▸ **Task requirements**
Answer the following questions from the commentary on "The Most Dangerous Game":
1. According to the commentary, what would have happened to Rainsford on day 1 if not for Zaroff's boredom?
2. Which Common Core objective code covers analyzing how complex characters develop over the course of a text?
3. According to the commentary, what is Zaroff upset about?

====== Extract provided ======

After closer examination, no wonder Zaroff wins all the time. That’s like the Carolina Panthers playing the Super Bowl at home with referees from Charlotte and three extra players on the field at all times while using an over-inflated football (had to go there, didn’t I?) while the Denver players are forced to sleep in a homeless shelter the three nights leading up to the game (in which case, you should definitely lay the 4.5 points).
Sanger Rainsford’s Strength and Advantages. Rainsford’s resourcefulness and levelheadedness certainly help him maintain his composure while under extreme stress. He finds himself under extreme stress for practically the entire hunt.
Although his resourcefulness eventually pays off , he would have been dead on day 1 if not for Zaroff’s boredom. In the end, Rainsford wants to live. Zaroff does not.
The Lesson Learned
- A lack of focus and determination can lead to one’s downfall even when advantages are superior.
- Never give up! That’s an obvious cliche, but it saves Rainsford.
- Don’t rely on things outside of you for happiness. That’s another cliche, but if Zaroff hadn’t relied on hunting for his sole source of happiness then he would have been content not hunting humans and would not have become depressed when he realizes even world-renowned hunters are easy to track down (especially if you have a gun, an assistant, home island advantage, and a pack of dogs).
Here’s my final conclusion on the Super Bowl of Hunting.
Zaroff wants to die–at least on a subconscious level. In addition to the many hints Zaroff gives about hunting no longer being enjoyable, he lets Rainsford off the hook several times. And although he was ready to kill Rainsford during their last encounter, he becomes negligent and careless.
I offer you this, fellow English teacher and scholar of literature: As you and your students were reading “The Most Dangerous Game,” did it not occur to you that perhaps Rainsford survives the plunge into the sea? Would it not, therefore, occur to the world’s greatest hunter of humans that Rainsford survives his plunge into the sea?
Zaroff is not upset that he loses. He’s upset that he wins so easily, which to him is the ultimate loss. (Drop the mic!)
This comparison assignment/activity/discussion covers the following Common Core objectives.
- RL.9-10.1 Cite strong and thorough textual evidence to support analysis of what the text says explicitly as well as inferences drawn from the text.
- RL.9-10.2 Determine a theme or central idea of a text and analyze in detail its development over the course of the text, including how it emerges and is shaped and refined by specific details; provide an objective summary of the text.
- RL.9-10.3 Analyze how complex characters (e.g., those with multiple or conflicting motivations) develop over the course of a text, interact with other characters, and advance the plot or develop the theme.
If you decide to make it an essay assignment, you could cover these (and many more).
- Common Core Writing Standard 1. Write arguments to support claims in an analysis of substantive topics or texts, using valid reasoning and relevant and sufficient evidence.

====== Records supplied ======

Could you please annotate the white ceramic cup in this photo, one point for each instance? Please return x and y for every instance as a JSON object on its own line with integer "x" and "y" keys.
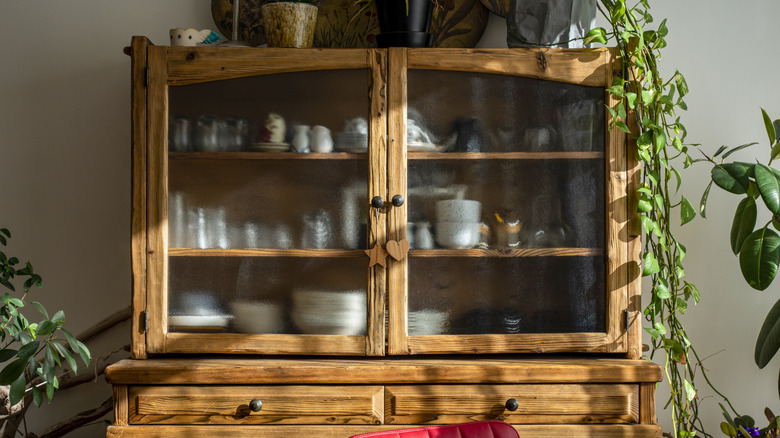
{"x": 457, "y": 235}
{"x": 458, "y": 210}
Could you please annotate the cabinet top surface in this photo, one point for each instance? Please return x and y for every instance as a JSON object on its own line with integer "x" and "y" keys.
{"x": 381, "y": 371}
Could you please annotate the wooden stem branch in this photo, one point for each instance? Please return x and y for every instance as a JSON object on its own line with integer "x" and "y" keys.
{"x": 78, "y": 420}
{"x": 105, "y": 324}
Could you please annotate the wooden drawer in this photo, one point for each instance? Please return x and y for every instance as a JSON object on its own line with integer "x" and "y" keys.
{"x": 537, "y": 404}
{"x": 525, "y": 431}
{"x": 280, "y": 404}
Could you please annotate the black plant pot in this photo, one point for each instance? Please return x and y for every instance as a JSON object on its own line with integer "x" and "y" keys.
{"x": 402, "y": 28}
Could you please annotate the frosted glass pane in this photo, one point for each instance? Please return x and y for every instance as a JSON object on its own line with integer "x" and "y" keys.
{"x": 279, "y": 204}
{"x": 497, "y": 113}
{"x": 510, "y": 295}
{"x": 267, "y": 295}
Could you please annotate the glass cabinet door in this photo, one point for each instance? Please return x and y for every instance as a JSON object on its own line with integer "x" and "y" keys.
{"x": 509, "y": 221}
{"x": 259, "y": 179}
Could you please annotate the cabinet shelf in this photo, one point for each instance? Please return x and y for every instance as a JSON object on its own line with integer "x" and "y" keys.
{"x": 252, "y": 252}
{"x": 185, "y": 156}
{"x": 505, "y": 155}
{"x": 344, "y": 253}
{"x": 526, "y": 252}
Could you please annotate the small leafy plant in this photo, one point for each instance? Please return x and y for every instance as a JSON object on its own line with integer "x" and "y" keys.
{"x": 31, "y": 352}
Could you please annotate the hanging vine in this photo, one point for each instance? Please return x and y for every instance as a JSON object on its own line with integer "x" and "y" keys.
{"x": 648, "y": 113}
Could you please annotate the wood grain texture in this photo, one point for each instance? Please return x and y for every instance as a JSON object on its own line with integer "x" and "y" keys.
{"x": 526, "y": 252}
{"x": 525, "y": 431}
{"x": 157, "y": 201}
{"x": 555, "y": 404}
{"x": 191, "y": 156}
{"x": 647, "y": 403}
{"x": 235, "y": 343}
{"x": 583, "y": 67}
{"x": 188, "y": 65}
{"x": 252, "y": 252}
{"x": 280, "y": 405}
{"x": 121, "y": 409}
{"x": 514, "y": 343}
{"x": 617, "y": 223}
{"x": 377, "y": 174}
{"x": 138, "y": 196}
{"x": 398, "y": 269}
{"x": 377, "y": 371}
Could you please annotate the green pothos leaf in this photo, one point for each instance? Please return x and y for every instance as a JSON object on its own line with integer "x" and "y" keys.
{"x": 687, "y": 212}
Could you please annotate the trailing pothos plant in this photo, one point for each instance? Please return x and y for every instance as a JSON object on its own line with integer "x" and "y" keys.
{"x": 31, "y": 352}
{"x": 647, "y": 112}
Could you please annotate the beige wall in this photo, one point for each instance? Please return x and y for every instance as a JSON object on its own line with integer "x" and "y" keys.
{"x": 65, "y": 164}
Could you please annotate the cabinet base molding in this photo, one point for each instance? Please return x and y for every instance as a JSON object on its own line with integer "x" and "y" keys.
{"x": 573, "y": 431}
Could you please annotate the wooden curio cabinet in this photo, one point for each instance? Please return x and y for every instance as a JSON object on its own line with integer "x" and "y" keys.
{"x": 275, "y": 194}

======

▸ **Exercise response**
1. He would have been dead.
2. RL.9-10.3.
3. He is upset that he wins so easily, which to him is the ultimate loss.